Jezus heeft niet iedereen genezen. Hoe vaak zou Hij de poort voorbij zijn gelopen waar een zieke man lag, die later door Petrus genezen werd (Handelingen 3:1-10)? En waarom genas Jezus de lamme in Bethesda wel, maar de anderen niet?
Elisa was ziek en stierf (2 Koningen 13:14) en Trofimus was ziek (2 Timotheüs 4:20). Nergens wordt gezegd dat zij één of andere schuld hadden. Epafrodites was doodziek, omdat hij hard voor Christus had gewerkt (Filippenzen 2:27-30). Timotheüs heeft last van zijn maag en krijgt van Paulus een medisch advies (1 Timotheüs 5:23). De doorn in het vlees van Paulus was iets wat hem zwak maakte (2 Korinthe 12:1-10), maar voor zijn nederigheid was het beter te lijden dan er bevrijd van te zijn. En dat terwijl de zieke Paulus een bode van God is (Galaten 4:12-15).
God kan en wil genezen, maar niet altijd. Ziekte is niet per se een teken van zonde of geestelijke zwakheid. God geneest niet op grond van de rechtvaardigheid van een mens, want dan zouden alle rechtvaardigen gezond moeten zijn. Jezus genas zelfs mensen die niet tot inkeer kwamen (Lukas 17:17-19).
Gewoonlijk is het Gods wil om ziekte te genezen. De meeste mensen gaan niet dood wanneer ze ziek worden. Vaak hebben ze geen dokters en medicijnen nodig. God streeft genezing na in Zijn schepping, maar soms geneest ziekte niet spontaan. Dan moeten we er mee leren leven tot Zijn eer, er mee sterven tot Zijn eer, of wonderlijk genezen worden tot Zijn eer. Onze vraag om genezing mag samengaan met: ‘Maar niet zoals Ik wil, maar zoals U wilt.’ (Mattheüs 26:39).

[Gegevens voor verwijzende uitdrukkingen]
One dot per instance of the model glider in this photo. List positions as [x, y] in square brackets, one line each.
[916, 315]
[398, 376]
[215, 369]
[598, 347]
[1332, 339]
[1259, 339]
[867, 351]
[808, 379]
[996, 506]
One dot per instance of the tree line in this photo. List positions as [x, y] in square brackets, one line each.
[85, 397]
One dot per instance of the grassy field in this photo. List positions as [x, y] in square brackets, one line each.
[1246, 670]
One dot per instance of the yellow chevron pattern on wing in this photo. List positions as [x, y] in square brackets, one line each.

---

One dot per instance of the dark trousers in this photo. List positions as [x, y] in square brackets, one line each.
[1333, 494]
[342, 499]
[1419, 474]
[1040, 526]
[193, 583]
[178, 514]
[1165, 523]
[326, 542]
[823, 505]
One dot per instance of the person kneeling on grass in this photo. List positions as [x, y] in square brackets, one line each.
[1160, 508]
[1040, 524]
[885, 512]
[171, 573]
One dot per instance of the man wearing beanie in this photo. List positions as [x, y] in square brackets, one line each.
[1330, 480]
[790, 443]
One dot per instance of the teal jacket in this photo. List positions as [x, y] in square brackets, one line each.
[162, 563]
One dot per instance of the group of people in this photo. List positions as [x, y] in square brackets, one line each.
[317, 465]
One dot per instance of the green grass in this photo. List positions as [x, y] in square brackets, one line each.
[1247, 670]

Opdracht> Neem uit de tekst over ziekte en genezing letterlijk het stuk over, beginnend bij "Jezus heeft niet" en eindigend bij "de anderen niet?".

Antwoord>
Jezus heeft niet iedereen genezen. Hoe vaak zou Hij de poort voorbij zijn gelopen waar een zieke man lag, die later door Petrus genezen werd (Handelingen 3:1-10)? En waarom genas Jezus de lamme in Bethesda wel, maar de anderen niet?